- Written exercise -
Please retype the items below word for word, and leave the pictures out.

- Extracted records -
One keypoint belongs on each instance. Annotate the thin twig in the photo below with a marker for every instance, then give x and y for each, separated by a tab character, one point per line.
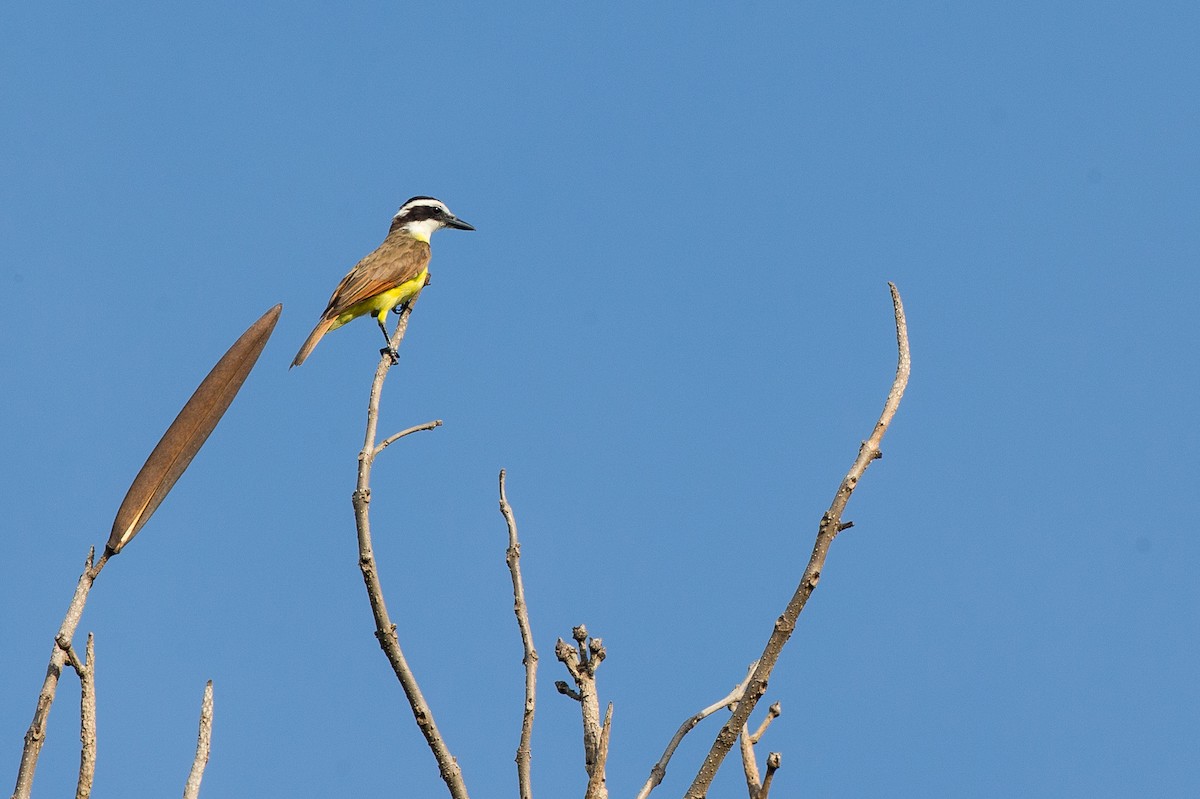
598	785
660	769
417	428
35	737
774	761
773	713
385	631
513	558
87	722
749	763
826	533
203	743
581	661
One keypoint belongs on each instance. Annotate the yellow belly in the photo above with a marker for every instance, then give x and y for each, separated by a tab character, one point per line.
381	304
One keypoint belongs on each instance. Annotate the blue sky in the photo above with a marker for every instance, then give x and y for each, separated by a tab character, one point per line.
672	328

- Problem solution -
One keypoint belongs on each instance. Annotate the thin twig in the photo below with a marker for every instance, then give x and y for each, separated by a tab character, one point per line.
598	785
660	769
417	428
35	737
774	761
773	713
385	631
513	558
87	722
749	763
826	533
203	743
581	661
One keypoint belongs on each instance. Annotate the yellow belly in the photo above with a marker for every instance, then give x and y for each, separated by a tab character, one point per line.
381	304
One keypoint belongs on each instance. Annotate the blue sky in the photo above with a marker for every instance, then give x and y for each, separated by a tab character, one point per line.
672	328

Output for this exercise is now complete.